## WHAT YOU ARE ASKED TO DO:
Copy out word for word every line from the one containing "the dog's open" through the final line of the items, including both ends.

+ + + +

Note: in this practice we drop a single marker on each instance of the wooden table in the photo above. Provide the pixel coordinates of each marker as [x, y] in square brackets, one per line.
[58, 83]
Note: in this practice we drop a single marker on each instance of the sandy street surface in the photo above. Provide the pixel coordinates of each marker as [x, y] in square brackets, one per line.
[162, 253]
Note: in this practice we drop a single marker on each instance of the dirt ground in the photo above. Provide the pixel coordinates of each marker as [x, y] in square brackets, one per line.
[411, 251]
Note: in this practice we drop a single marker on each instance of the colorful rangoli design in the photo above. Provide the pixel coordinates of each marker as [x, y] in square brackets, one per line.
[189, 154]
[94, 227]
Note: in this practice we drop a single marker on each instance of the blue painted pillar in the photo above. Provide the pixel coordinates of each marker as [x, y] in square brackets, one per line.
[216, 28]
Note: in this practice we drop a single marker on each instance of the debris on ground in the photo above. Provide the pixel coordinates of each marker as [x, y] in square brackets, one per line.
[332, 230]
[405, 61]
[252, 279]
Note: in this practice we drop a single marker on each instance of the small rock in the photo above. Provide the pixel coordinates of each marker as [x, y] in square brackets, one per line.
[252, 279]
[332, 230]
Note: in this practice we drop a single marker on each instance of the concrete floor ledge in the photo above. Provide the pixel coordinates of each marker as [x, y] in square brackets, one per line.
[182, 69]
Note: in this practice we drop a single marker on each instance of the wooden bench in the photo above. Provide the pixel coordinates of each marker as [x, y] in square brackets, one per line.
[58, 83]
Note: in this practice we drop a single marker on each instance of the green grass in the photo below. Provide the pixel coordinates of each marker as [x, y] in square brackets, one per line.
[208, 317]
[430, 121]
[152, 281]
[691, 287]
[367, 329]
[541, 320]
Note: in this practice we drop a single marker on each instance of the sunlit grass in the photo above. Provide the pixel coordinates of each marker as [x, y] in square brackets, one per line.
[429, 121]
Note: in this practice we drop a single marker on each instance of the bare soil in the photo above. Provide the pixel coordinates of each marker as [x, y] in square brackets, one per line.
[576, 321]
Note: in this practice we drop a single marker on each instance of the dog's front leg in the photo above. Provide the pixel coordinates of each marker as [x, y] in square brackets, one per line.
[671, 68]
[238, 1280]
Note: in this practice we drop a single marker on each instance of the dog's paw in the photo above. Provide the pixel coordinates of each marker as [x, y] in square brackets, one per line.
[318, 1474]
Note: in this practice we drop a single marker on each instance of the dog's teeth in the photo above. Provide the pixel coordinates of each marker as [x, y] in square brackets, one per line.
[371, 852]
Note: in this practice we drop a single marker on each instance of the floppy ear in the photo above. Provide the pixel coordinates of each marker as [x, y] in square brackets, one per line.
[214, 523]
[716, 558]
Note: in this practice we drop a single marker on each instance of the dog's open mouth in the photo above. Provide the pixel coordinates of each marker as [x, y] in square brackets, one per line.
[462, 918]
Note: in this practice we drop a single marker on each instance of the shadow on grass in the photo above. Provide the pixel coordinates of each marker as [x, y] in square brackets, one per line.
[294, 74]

+ + + +

## RESPONSE TO THIS EXERCISE:
Note: in this practice we drop a single marker on each instance of the dog's open mouth in the photo above. Provide the pixel coordinates of each marker as [x, y] in square brackets, one per line.
[462, 918]
Note: in this practice we drop a single marker on each instance of the shadow on grass in the photo above. Provide the pixel coordinates of each marker as [x, y] in square brackets, one per line.
[294, 74]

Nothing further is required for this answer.